* Extracted information:
=====

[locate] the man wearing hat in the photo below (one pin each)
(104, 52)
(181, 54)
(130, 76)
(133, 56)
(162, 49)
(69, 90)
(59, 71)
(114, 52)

=====

* Instructions for the task:
Extract all of the data above without altering anything.

* Solution to the exercise:
[locate] the man wearing hat in the photo below (one pin each)
(104, 52)
(181, 54)
(130, 76)
(133, 56)
(162, 49)
(69, 90)
(59, 71)
(114, 52)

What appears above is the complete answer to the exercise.